Task description: Every entry must be printed again exactly, with nothing left out.

Data shown:
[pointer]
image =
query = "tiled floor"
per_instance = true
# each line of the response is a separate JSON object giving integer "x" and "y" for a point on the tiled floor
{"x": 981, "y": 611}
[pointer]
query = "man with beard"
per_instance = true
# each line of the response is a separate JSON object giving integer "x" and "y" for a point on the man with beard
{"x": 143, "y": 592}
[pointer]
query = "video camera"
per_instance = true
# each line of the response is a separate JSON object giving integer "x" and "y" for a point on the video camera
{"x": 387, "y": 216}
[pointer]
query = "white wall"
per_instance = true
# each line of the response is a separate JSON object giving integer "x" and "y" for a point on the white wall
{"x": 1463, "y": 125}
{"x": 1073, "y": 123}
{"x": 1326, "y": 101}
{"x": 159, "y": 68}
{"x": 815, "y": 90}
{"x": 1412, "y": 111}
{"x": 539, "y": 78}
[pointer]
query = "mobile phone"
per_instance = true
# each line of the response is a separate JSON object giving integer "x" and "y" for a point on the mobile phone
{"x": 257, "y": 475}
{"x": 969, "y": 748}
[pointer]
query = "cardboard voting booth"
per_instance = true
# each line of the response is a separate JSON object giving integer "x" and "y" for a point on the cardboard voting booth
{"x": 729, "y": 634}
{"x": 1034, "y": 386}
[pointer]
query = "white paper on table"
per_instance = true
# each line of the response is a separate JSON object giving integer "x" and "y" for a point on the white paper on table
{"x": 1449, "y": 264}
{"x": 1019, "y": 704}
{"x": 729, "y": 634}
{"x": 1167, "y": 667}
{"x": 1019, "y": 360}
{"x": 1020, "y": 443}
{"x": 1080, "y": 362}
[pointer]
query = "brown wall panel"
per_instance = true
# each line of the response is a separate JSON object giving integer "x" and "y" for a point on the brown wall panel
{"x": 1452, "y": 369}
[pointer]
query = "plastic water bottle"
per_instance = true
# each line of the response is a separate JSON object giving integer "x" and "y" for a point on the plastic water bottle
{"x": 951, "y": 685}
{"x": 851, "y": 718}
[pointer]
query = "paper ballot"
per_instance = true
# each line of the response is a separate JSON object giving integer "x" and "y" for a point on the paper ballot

Completed exercise:
[pointer]
image =
query = "tiled floor"
per_instance = true
# each line of the response is a separate JSON object giving integer "x" and "y" for a point on the tiled floor
{"x": 981, "y": 611}
[pointer]
query = "man with beard"
per_instance = true
# each line of the response is a separate JSON object giving integer "x" and "y" for a point on the man with beard
{"x": 143, "y": 592}
[pointer]
query = "video camera"
per_instance = true
# each line of the response is a separate JSON object giving integer "x" and "y" for a point on the video camera
{"x": 387, "y": 216}
[pointer]
query = "white wall"
per_instance = true
# each line of the response is a separate JSON object giving integer "x" and "y" for a point on the white wall
{"x": 1463, "y": 125}
{"x": 1073, "y": 123}
{"x": 1326, "y": 101}
{"x": 159, "y": 68}
{"x": 815, "y": 90}
{"x": 1412, "y": 111}
{"x": 539, "y": 78}
[pointer]
query = "mobile phone"
per_instance = true
# each line of the response is a separate JSON object giving integer "x" and "y" for a point on the mobile phone
{"x": 257, "y": 475}
{"x": 969, "y": 748}
[pointer]
query = "cardboard voting booth"
per_instance = true
# each line of the response is a separate JSON object giving integer "x" and "y" for a point on the cardboard voting booth
{"x": 729, "y": 634}
{"x": 1034, "y": 386}
[pointer]
query = "white paper on table"
per_instance = true
# each line of the response is a separate JSON object giving integer "x" and "y" for a point on the white paper on table
{"x": 1449, "y": 264}
{"x": 1019, "y": 704}
{"x": 729, "y": 634}
{"x": 1167, "y": 667}
{"x": 1019, "y": 360}
{"x": 1020, "y": 443}
{"x": 1080, "y": 362}
[pointer]
query = "brown wall panel"
per_instance = true
# each line of the response is a separate JSON object giving integer "x" and "y" for a point on the brown wall panel
{"x": 1452, "y": 369}
[pointer]
query = "plastic water bottle"
per_instance = true
# each line of the response is a separate JSON object giving integer "x" and "y" for a point on the plastic water bottle
{"x": 951, "y": 685}
{"x": 851, "y": 718}
[pointer]
query = "paper ballot"
per_instance = true
# each line of the response is a separate JSON object giving integer "x" and "y" for a point on the paper ballot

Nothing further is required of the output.